Trecho de origem:
Nos dias 30 e 31 de Maio eu estarei
participando do curso História do Cinema Gaúcho, criado pelo Cine Um e
ministrada pela Doutora, jornalista e professora Miriam de Souza Rossini. Enquanto os dois
dias da atividade não chegam, estarei postando por aqui os filmes rodados em
nossa terra (de ontem e de hoje) e que eu tive o privilegio de assistir.
CASTANHA
Sinopse: João Carlos
Castanha tem 52 anos e é ator. Também trabalha na noite como transformista em
baladas gays. Vive com a mãe septuagenária, Celina, no subúrbio de Porto
Alegre. Solitário, doente e confuso, aos poucos ele deixa de discernir
realidade e ficção.
No ano passado eu havia assistido na Casa de
Cultura Mario Quintana o filme chamado Esse Amor que nos Consome, onde mostrava
uma dupla responsável por um grupo de dança alternativa. O que me chamou
atenção naquele filme é pelo fato dele transitar entre a ficção e documentário,
já que os protagonistas estavam atuando como eles mesmos e mostrando na frente
da câmera o seu cotidiano. Esse tipo de cinema brasileiro talvez tenha começado
a partir de 2007, com o maravilhoso O Jogo de Cena de Eduardo Coutinho e com
certeza irá se fortalecer ainda mais com Castanha.

Problema proposto: Como fica a parte do trecho que abre com as palavras contendo "No ano passado" e fecha com "mais com Castanha.", se você alterar "maravilhoso" para "excelente"? Baseie-se somente no trecho.

Dados fornecidos:
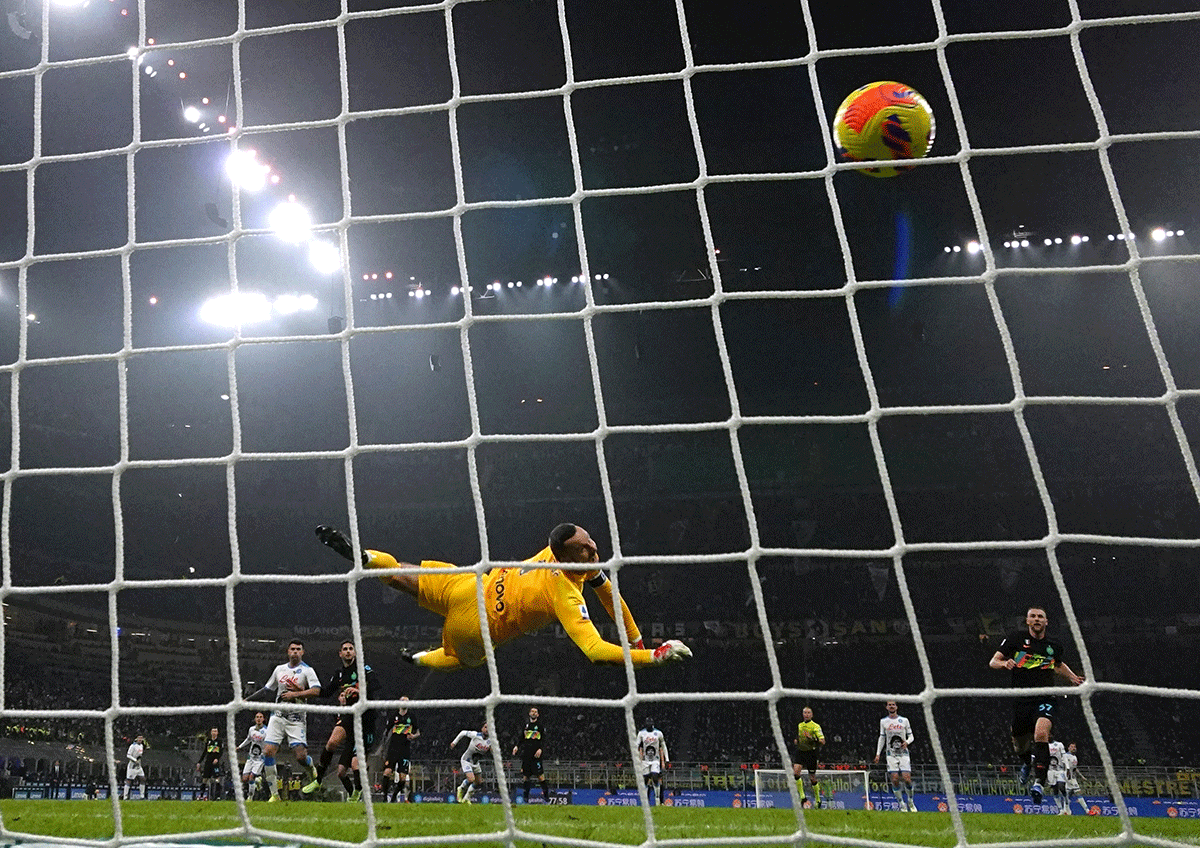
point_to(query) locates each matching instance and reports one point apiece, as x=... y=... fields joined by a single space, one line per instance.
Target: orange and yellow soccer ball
x=883 y=121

Resposta:
No ano passado eu havia assistido na Casa de
Cultura Mario Quintana o filme chamado Esse Amor que nos Consome, onde mostrava
uma dupla responsável por um grupo de dança alternativa. O que me chamou
atenção naquele filme é pelo fato dele transitar entre a ficção e documentário,
já que os protagonistas estavam atuando como eles mesmos e mostrando na frente
da câmera o seu cotidiano. Esse tipo de cinema brasileiro talvez tenha começado
a partir de 2007, com o excelente O Jogo de Cena de Eduardo Coutinho e com
certeza irá se fortalecer ainda mais com Castanha.